▶ [Exercise directions] Look for the line containing "slice pile on this basis." in the listing below. Retype that line and every subsequent line through the last one, and only those.

··· Material for this task

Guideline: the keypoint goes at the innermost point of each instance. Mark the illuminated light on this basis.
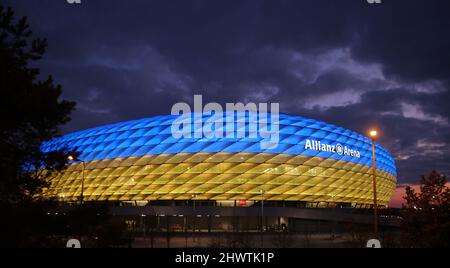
(164, 168)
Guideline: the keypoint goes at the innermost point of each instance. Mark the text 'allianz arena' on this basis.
(140, 160)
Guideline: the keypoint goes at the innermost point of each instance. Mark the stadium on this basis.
(140, 163)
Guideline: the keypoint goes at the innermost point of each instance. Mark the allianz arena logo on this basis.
(338, 148)
(237, 120)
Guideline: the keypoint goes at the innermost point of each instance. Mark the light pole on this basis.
(373, 134)
(195, 216)
(262, 215)
(83, 166)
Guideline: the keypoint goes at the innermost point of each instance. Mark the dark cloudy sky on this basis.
(345, 62)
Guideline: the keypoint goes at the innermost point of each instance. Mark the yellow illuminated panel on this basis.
(222, 176)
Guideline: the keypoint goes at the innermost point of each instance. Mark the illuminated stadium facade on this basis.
(140, 161)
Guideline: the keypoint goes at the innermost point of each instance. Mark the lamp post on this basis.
(262, 216)
(195, 216)
(83, 166)
(373, 134)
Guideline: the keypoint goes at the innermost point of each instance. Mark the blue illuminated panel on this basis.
(152, 136)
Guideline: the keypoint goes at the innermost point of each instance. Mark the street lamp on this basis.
(262, 215)
(373, 134)
(83, 165)
(193, 204)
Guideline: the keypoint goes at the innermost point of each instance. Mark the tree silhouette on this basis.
(31, 112)
(426, 214)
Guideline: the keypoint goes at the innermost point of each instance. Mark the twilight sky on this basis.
(344, 62)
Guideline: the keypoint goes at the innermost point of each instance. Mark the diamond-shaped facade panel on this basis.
(141, 160)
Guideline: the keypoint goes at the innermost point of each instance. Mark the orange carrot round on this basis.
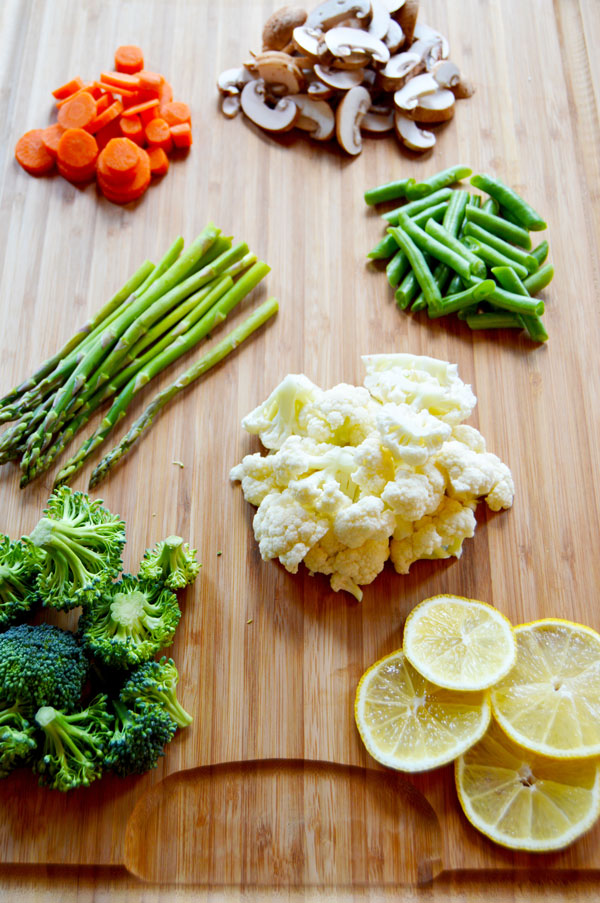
(77, 112)
(129, 58)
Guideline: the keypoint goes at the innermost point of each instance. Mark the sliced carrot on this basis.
(78, 112)
(182, 135)
(51, 136)
(159, 162)
(112, 112)
(129, 58)
(68, 89)
(132, 128)
(158, 134)
(32, 154)
(176, 113)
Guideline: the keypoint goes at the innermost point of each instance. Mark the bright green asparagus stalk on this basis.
(213, 357)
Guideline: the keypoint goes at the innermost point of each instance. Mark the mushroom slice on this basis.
(355, 104)
(409, 96)
(446, 73)
(409, 133)
(316, 117)
(326, 15)
(340, 79)
(342, 42)
(279, 27)
(279, 118)
(435, 107)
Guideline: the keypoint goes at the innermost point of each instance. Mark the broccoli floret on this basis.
(130, 622)
(81, 544)
(74, 745)
(17, 740)
(42, 665)
(156, 683)
(17, 581)
(140, 737)
(171, 561)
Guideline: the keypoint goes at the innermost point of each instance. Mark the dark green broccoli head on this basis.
(17, 736)
(81, 544)
(156, 683)
(171, 561)
(42, 665)
(72, 755)
(129, 622)
(17, 581)
(140, 737)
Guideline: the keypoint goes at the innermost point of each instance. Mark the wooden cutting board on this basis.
(271, 786)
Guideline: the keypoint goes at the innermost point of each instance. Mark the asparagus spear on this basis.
(210, 359)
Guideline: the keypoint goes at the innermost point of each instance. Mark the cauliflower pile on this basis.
(356, 475)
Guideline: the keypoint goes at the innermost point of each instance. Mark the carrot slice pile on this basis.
(119, 128)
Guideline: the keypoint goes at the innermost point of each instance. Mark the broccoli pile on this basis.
(74, 705)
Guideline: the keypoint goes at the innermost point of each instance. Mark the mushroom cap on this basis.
(316, 117)
(274, 119)
(354, 105)
(409, 133)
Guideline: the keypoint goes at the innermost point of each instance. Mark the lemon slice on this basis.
(461, 644)
(408, 723)
(550, 701)
(525, 801)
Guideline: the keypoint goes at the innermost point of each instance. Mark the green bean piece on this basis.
(478, 267)
(419, 264)
(511, 201)
(493, 320)
(384, 249)
(417, 206)
(540, 252)
(493, 257)
(388, 192)
(440, 180)
(504, 247)
(509, 280)
(540, 279)
(397, 268)
(499, 227)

······

▶ [Response to this exercise]
Guideline: the keypoint goes at the innermost point of each instance. Mark the carrot slice pile on this basis.
(119, 128)
Guideline: the keypoint goes at the innermost point of each instance. Mark the broccoli pile on this basis.
(74, 705)
Guideline: the keypoint goes at the innermost point of each instance. Mark the mushroom cap on this basis.
(316, 117)
(274, 119)
(354, 105)
(409, 133)
Guideline: the keypoint goes at the innermost point of each instance. Mark the lemon slice on this basis.
(461, 644)
(408, 723)
(550, 701)
(525, 801)
Guideline: the keypoint goes at the innermost point of each instance. Mark the green bean piece on this basis.
(478, 267)
(419, 264)
(511, 201)
(493, 320)
(384, 249)
(417, 206)
(540, 252)
(493, 257)
(388, 192)
(440, 180)
(504, 247)
(509, 280)
(540, 279)
(397, 268)
(499, 227)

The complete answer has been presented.